Dataset excerpts
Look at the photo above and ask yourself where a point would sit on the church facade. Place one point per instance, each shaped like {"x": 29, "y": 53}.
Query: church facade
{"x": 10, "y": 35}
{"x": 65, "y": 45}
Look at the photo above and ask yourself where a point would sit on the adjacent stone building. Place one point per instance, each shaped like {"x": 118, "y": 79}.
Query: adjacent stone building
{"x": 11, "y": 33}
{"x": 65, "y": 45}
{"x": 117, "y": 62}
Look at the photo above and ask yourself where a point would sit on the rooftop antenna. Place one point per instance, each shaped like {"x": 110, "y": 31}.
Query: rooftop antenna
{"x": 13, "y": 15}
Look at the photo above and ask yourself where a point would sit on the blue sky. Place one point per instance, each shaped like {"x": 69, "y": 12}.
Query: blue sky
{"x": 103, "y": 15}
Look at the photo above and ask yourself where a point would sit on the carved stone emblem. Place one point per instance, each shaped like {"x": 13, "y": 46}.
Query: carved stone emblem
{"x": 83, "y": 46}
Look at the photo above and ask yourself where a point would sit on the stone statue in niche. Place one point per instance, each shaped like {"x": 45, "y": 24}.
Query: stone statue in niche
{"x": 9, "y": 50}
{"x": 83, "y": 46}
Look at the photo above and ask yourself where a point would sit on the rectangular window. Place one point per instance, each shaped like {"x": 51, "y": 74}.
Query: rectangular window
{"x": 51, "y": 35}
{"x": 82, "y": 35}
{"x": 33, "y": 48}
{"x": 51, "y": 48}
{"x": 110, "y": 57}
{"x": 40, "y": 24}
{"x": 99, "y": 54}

• WHAT IS REQUIRED:
Print all of the entries exactly, leaving nothing out.

• SOLUTION TO THIS TASK:
Look at the photo above and ask yourself where a point would sit on the church facade. Place one point per instance, each shaped like {"x": 29, "y": 53}.
Query: church facade
{"x": 10, "y": 35}
{"x": 65, "y": 45}
Look at the photo above and ask yourself where a point would sit on the adjacent stone building. Place one point per instance, each shaped like {"x": 118, "y": 79}.
Query: adjacent stone building
{"x": 11, "y": 33}
{"x": 65, "y": 45}
{"x": 117, "y": 62}
Look at the photo above and ask yourself where a point would sit on the rooftop antenna. Place one point per instance, each shaped like {"x": 110, "y": 31}.
Query: rooftop antenna
{"x": 13, "y": 15}
Look at the photo above and ask yourself where a point would sit on the blue sky. Place one point per instance, each shaped like {"x": 69, "y": 12}.
Query: blue sky
{"x": 103, "y": 15}
Look at the photo above and ask yourself where a point would sit on the carved stone emblem. Place one point per instance, each shaped like {"x": 13, "y": 46}.
Query: carved stone emblem
{"x": 83, "y": 46}
Look at the photo above and ask yourself where a point would sit on the stone statue in niche. Place one point per instance, each shaped like {"x": 45, "y": 24}.
Query: stone statue in niche
{"x": 9, "y": 50}
{"x": 83, "y": 46}
Look at the photo above and ask yourself where a point would sit on the rectangular window. Place one point per instance, each shaped like {"x": 51, "y": 74}.
Query: rectangular window
{"x": 51, "y": 35}
{"x": 82, "y": 35}
{"x": 33, "y": 48}
{"x": 51, "y": 48}
{"x": 110, "y": 57}
{"x": 40, "y": 24}
{"x": 99, "y": 54}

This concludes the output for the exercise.